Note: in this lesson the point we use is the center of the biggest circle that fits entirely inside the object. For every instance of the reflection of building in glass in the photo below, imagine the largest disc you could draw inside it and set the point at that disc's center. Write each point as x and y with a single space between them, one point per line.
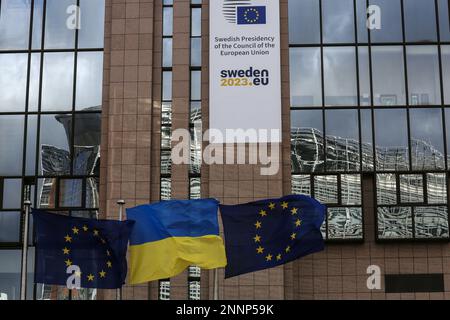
85 162
343 154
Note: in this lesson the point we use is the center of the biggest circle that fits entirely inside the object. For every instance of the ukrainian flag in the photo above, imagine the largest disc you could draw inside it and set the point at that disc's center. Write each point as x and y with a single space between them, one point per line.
171 235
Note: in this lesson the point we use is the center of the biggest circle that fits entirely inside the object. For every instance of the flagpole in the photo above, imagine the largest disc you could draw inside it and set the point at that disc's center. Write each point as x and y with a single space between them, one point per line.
121 204
23 284
216 284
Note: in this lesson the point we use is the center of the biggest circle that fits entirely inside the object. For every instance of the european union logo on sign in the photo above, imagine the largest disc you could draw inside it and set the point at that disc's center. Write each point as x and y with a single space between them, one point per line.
268 233
251 15
97 247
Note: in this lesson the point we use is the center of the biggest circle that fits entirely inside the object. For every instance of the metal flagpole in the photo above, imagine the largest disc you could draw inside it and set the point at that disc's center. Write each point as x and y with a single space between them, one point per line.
23 284
121 203
216 284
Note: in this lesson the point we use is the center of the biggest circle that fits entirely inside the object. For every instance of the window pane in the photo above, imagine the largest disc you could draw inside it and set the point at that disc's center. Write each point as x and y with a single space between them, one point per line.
196 24
411 188
386 189
391 136
35 71
427 141
431 222
92 16
342 140
13 82
338 21
196 85
388 76
30 169
54 150
307 141
168 21
345 223
14 24
167 86
423 75
10 274
395 223
391 22
301 184
367 140
196 52
304 21
167 52
11 145
364 76
70 193
437 188
351 189
444 20
89 80
325 189
420 20
9 227
361 16
446 72
306 83
340 76
57 83
57 33
12 193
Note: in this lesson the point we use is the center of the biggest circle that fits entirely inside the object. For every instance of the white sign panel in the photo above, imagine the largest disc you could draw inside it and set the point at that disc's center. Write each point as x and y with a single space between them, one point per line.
245 71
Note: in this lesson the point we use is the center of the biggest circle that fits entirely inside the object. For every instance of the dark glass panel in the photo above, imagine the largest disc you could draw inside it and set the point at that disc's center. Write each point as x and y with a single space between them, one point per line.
304 21
305 73
307 141
427 142
391 137
394 223
13 82
342 141
89 81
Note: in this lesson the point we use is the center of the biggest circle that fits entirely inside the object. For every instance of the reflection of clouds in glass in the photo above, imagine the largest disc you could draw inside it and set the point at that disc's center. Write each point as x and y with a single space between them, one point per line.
340 76
338 21
14 24
57 35
305 77
57 83
13 76
92 17
89 80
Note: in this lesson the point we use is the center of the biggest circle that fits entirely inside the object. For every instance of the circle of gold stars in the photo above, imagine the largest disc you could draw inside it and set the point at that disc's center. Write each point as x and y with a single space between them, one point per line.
67 251
248 11
260 250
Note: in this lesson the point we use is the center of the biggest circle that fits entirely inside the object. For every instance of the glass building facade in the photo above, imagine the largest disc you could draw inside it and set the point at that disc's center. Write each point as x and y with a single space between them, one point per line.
51 72
367 130
372 102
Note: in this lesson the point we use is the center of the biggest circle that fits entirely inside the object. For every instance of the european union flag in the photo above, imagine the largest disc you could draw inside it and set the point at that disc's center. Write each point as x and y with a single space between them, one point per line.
269 233
97 247
251 15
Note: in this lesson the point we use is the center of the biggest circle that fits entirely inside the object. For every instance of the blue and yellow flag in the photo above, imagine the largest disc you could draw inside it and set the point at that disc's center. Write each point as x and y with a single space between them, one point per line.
269 233
171 235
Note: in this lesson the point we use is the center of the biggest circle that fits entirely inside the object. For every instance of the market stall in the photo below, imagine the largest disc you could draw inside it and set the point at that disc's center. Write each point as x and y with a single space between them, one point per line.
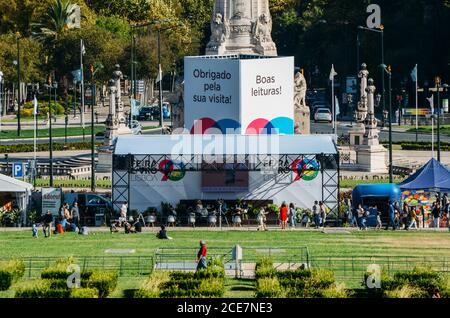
421 188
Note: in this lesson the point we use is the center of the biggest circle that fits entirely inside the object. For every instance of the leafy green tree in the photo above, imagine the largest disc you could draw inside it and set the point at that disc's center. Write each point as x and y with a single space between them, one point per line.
31 59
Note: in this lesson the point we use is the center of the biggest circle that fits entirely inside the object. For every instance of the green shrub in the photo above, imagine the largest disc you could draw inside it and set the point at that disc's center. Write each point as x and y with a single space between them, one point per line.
405 291
41 289
104 281
210 288
84 293
10 272
151 287
335 291
269 287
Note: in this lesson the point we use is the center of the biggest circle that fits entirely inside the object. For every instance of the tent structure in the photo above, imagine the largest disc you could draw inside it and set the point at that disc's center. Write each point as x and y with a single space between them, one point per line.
433 177
13 189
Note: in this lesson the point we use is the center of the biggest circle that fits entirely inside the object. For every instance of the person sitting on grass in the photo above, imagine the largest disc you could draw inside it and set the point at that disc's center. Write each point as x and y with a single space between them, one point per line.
47 221
201 256
162 234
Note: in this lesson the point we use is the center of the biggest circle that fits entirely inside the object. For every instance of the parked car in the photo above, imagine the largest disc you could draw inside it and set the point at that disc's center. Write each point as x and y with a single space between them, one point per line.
136 127
323 114
95 209
148 113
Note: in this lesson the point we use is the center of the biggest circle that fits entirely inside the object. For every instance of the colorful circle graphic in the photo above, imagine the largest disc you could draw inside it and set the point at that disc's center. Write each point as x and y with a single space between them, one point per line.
306 169
173 171
279 125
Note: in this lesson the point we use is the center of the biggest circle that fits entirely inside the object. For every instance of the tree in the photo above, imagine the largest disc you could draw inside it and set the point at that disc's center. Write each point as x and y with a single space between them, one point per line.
58 19
30 59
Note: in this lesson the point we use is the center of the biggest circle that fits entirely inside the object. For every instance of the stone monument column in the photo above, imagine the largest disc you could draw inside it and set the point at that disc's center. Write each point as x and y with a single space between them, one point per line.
241 27
371 156
358 131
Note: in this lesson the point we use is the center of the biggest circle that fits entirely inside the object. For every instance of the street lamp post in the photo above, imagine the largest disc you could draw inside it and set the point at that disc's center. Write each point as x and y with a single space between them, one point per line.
387 69
380 30
19 97
50 129
98 67
438 87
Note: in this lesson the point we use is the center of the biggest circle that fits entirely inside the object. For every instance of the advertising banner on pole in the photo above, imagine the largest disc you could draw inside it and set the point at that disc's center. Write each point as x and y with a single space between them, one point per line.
51 200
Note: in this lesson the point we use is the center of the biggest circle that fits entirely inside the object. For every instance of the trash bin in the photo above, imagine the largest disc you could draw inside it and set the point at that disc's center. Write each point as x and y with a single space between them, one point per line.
99 219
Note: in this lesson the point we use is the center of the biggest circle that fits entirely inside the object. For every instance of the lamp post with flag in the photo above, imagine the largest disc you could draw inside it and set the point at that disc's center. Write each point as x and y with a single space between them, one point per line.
388 70
431 101
414 76
332 75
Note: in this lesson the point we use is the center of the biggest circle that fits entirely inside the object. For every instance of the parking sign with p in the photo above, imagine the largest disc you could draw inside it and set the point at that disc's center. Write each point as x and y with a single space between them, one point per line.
18 170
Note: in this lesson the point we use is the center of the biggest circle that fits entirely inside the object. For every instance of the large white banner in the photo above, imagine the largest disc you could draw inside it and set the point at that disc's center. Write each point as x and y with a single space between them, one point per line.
211 93
149 190
267 95
51 200
239 95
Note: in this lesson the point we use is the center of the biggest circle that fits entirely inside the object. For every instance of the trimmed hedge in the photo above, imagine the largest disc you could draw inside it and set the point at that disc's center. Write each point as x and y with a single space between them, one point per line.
420 282
45 147
303 283
104 281
84 293
10 272
209 282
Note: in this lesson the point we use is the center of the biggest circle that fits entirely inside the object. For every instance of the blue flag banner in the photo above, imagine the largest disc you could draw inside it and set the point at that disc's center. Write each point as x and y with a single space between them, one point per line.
135 105
77 75
414 74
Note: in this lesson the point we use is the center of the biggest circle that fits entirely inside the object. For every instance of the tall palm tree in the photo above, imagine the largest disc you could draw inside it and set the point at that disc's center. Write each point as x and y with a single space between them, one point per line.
59 17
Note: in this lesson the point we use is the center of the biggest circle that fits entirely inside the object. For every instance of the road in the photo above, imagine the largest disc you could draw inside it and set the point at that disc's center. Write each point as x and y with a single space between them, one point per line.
344 128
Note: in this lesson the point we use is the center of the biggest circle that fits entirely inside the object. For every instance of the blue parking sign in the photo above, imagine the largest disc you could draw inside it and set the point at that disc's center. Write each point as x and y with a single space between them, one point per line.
17 170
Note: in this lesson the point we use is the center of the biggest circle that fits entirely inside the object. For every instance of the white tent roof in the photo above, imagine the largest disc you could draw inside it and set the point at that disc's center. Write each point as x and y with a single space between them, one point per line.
225 144
8 184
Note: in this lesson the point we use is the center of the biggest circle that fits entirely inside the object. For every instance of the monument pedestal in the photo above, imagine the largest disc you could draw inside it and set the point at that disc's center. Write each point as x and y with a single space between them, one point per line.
372 158
302 121
357 135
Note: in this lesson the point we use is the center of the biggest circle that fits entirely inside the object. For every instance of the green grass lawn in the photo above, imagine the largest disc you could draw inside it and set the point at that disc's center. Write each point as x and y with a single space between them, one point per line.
56 132
445 129
365 243
381 244
350 184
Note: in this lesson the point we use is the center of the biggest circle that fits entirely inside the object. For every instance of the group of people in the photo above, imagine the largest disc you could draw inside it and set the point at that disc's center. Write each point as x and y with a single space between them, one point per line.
67 220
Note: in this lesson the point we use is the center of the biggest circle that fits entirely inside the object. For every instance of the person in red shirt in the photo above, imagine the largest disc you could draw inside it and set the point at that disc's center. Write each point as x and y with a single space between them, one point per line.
201 256
283 216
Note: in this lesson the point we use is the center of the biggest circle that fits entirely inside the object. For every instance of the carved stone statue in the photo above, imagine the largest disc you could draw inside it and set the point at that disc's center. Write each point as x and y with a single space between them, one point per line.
301 110
219 29
262 30
361 111
371 134
241 27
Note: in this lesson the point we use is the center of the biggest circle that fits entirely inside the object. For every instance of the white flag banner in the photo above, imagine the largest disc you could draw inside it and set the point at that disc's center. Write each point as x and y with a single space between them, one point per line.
83 49
159 78
338 110
431 101
35 106
332 73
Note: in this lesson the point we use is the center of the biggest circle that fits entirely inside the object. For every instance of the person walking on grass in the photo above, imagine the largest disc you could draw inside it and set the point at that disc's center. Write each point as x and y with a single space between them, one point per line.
201 256
283 216
47 221
292 215
436 214
75 212
412 217
391 216
316 214
261 218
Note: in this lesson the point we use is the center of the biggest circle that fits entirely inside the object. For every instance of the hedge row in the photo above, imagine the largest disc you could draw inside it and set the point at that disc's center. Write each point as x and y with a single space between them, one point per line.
53 283
10 272
420 282
209 282
300 283
45 147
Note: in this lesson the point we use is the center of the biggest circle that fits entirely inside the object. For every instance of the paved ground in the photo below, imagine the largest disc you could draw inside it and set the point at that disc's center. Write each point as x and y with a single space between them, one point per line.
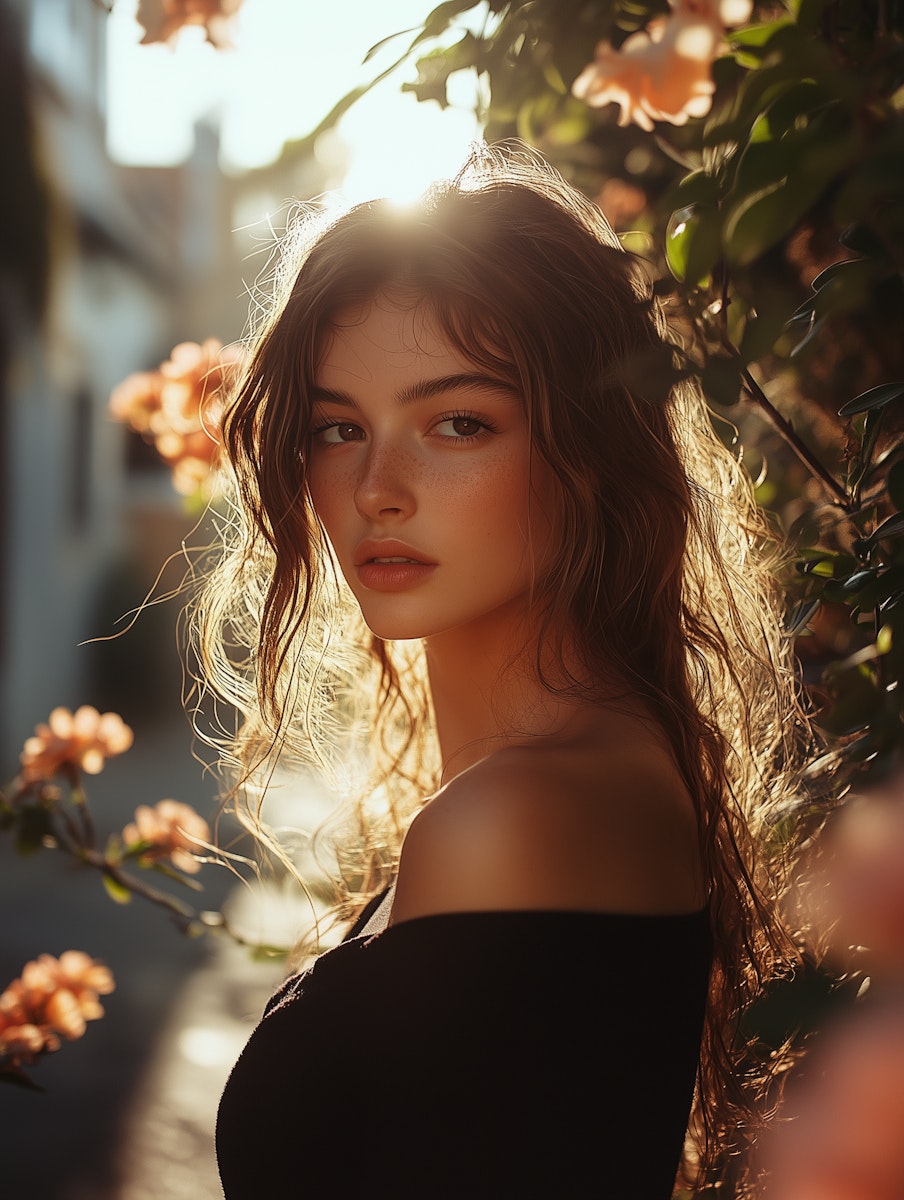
129 1110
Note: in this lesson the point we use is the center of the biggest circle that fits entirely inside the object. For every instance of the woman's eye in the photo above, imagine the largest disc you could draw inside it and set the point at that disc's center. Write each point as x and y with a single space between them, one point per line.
342 431
460 427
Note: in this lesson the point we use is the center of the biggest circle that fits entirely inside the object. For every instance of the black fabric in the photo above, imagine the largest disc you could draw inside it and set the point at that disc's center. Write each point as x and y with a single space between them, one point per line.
476 1055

* [TASK]:
Produce an exact copy of each line from the one holding "of the black" through the last line of the records, both included, and nothing more.

* [SOLUTION TO THIS EXERCISE]:
Note: in this lesson the point we use is the center of the biggest circle that fits entirely inside the object. For every instance of the black fabric in the photo above, imagine the largest disc you could draw inside it and set the point at that disc's center. Write each point as x and y with a single space between them, one point per line.
476 1055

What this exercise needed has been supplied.